Those are interesting markets, I suppose, from a one time perspective. You're dealing with a bubble right now and people making money in that regard. We're playing for the long term, which is index and corporate credit. Corporate credit and the indices that are made up of corporate credit becoming an asset class and going electronic. And it is amazing how quickly in my mind that is transitioning and it's amazing how well the CreditX Brokerage team has evolved around that hybrid structure and allowed their own pocketbooks to benefit as well as the company's pocketbooks in raising the margins.
So I don't necessarily and we're not advocating in the U. S. That things should be forced onto electronic platforms. We don't we and we've been very open in Congress and with our main regulators, the CFTC and the SEC that we think it's a natural outcome anyway and we think that ICE can benefit regardless of such regulation and our customers don't really want it. So we're supporting the status quo because we'll benefit from it.
But there are a lot of fundamental reasons to be positive about where this market is headed. I mean, as I meet with the various commercial banks from time to time, there is a lot of credit that's going to come to the market in 2011 2012. And CDS facilitates that credit coming to market because it allows the people providing the credit to hedge the risk exposure they've got. And that's going to be as Jeff said in the index in the single name where we continue to be positioned as the number 1 or number 2 player in the U. S.

* **Problems and tasks**:
A. Extract every line of the rows below that contains the string "white".
B. Carry on the corporate credit remarks from the point where they stop.
The corporate credit remarks have no connection to the rows that come after them.

* **Material for this exercise**:
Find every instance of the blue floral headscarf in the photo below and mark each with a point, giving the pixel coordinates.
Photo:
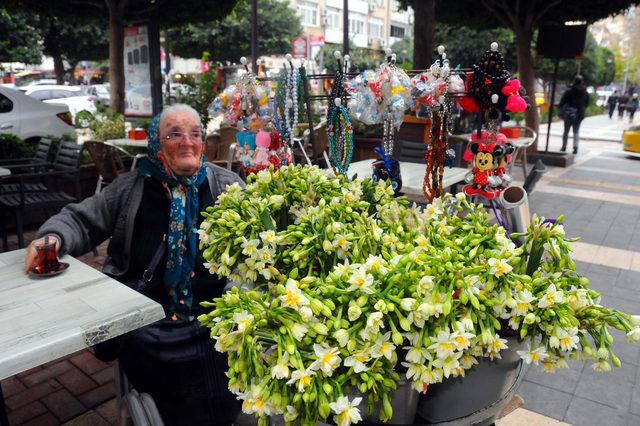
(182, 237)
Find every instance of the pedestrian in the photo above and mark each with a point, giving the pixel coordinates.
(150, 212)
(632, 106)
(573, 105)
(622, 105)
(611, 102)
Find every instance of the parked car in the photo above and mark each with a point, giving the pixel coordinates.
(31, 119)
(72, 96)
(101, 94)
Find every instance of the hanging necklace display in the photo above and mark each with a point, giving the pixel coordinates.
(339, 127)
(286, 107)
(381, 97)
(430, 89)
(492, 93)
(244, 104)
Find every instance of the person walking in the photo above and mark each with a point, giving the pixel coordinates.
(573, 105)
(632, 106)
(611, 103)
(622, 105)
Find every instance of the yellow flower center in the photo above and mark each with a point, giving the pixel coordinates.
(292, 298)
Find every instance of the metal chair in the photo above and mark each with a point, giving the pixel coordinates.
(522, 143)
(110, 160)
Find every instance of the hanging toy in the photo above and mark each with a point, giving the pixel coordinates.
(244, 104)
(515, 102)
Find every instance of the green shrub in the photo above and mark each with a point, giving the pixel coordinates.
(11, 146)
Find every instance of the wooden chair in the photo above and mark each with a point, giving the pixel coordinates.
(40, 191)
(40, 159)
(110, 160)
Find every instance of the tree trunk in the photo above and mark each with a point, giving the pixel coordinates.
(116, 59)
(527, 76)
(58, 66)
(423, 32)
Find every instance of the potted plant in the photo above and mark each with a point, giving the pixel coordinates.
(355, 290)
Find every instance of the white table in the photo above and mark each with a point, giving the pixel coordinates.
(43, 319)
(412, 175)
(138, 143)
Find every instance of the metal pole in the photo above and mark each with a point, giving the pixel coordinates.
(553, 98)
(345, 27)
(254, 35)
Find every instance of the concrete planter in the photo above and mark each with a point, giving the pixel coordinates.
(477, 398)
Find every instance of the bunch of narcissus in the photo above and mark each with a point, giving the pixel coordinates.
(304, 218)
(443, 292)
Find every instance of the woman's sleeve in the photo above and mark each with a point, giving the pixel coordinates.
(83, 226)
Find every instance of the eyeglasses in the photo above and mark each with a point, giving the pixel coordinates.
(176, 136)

...

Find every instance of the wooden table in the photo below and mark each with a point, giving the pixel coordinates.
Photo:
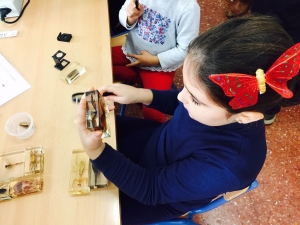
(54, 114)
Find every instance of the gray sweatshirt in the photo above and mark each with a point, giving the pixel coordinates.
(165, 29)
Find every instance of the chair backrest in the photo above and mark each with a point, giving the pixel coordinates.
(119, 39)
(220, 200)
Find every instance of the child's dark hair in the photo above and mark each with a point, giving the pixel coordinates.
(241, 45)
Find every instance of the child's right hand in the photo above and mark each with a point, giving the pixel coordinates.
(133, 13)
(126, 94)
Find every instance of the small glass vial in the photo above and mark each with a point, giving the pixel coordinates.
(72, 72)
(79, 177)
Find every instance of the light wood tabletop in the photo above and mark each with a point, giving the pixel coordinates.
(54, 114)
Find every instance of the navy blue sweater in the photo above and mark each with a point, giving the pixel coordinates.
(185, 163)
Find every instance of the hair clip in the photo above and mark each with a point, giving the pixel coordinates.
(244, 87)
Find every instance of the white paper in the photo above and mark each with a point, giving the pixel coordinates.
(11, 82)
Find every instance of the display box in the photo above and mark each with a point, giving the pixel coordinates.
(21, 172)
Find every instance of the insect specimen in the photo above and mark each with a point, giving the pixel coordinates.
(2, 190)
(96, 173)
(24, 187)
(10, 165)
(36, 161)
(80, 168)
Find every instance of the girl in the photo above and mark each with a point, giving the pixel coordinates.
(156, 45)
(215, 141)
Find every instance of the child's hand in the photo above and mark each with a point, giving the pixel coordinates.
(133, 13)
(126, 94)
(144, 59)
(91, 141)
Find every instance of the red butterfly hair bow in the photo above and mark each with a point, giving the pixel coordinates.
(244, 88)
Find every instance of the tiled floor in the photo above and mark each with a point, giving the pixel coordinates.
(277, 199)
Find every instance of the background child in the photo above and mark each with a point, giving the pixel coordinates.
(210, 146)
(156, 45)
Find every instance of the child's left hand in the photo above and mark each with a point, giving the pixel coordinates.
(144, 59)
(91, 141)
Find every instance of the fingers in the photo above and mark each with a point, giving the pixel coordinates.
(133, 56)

* **Answers to the tasks**:
A.
Find every instance of the white table in the photo above and mark each with a point, giving the pixel coordinates.
Find every instance of the white paper in the photo above and mark each with a point, giving the pixel coordinates.

B.
And European markets. So we've got not only the hybrid platform, but we're well positioned in markets where there are clear indications there is growth in front of us.
Okay. That's helpful. Okay. And then separate sort of changing gears, the iron ore contract that you guys launched, what do you does that have some reasonable potential to it? Because I guess our mining analysts are talking about some changes going on in that market moving to a more sort of indexed spot or near sort of near front month pricing versus longer term supply contracts?
I mean and a lot of this is being driven by the emerging markets. It seems like there's going to be
some real growth there. That's why we launched that contract when we did is and for those that aren't as familiar, there's a lot of that iron ore was sold under very long term bilaterally negotiated agreements and now there's a trend because there was market volatility somebody was a winner and loser under a long term agreement. So there's a trend towards moving to shorter term agreements with more market based pricing structures. And that's why we've launched the contract. It's still a heavily brokered kind of contract.
It's not a two way bid offer market yet and I suspect it will be that for a while, while the market itself changes. But we want that market to grow up immediately using clearing. That would be in our best interest. So it's why we've launched it when we did. Okay.
Thanks.
Chris Donat of Sandler O'Neill.
Hi. Good morning, everyone. Good morning. Good morning. Just on the first on the OTC side, Jeff, you made the comment that the CDS market, your experience there has positioned ICE for the broader OTC market.
I'm wondering if you can flesh out that comment a little bit because clearly already in on the credit side and on the energy side, where else might you be going if you care to comment?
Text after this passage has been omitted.